Problem statement
Copy out every line of the material below word for word, leaving nothing out.

(Dataset records)

*****

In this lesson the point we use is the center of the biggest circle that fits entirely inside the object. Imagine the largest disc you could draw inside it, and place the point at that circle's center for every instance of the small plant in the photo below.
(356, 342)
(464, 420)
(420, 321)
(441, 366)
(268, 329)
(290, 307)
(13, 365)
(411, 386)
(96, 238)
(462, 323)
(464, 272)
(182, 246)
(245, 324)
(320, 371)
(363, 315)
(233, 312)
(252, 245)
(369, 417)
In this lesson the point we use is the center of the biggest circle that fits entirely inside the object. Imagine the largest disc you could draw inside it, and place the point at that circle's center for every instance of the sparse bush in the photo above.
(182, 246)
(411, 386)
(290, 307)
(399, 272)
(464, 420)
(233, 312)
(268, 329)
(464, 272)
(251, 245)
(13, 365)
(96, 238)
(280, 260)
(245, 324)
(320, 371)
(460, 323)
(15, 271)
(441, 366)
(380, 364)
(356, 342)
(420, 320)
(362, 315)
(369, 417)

*****

Written reply
In this lesson the point we use is the center of the biggest circle that fits entirely inside the object. Imagine the largest disc you could draw inside it, and place the point at that circle's center for every instance of the small plant in the photo below.
(356, 342)
(464, 420)
(420, 321)
(441, 366)
(268, 329)
(290, 307)
(13, 365)
(411, 386)
(96, 238)
(462, 323)
(464, 272)
(182, 246)
(245, 324)
(320, 371)
(363, 315)
(233, 312)
(252, 245)
(369, 417)
In this lesson the point we use is the center of the biggest circle that fits entirely inside the object. Imagine the largest disc you could draw inside it, and place the point at that circle's center for every instance of the sparse bush in the photo above.
(182, 246)
(411, 386)
(290, 307)
(399, 272)
(464, 420)
(233, 312)
(268, 329)
(464, 272)
(251, 245)
(13, 365)
(96, 238)
(280, 260)
(245, 324)
(320, 371)
(460, 323)
(15, 271)
(441, 366)
(380, 364)
(356, 342)
(420, 320)
(362, 315)
(369, 417)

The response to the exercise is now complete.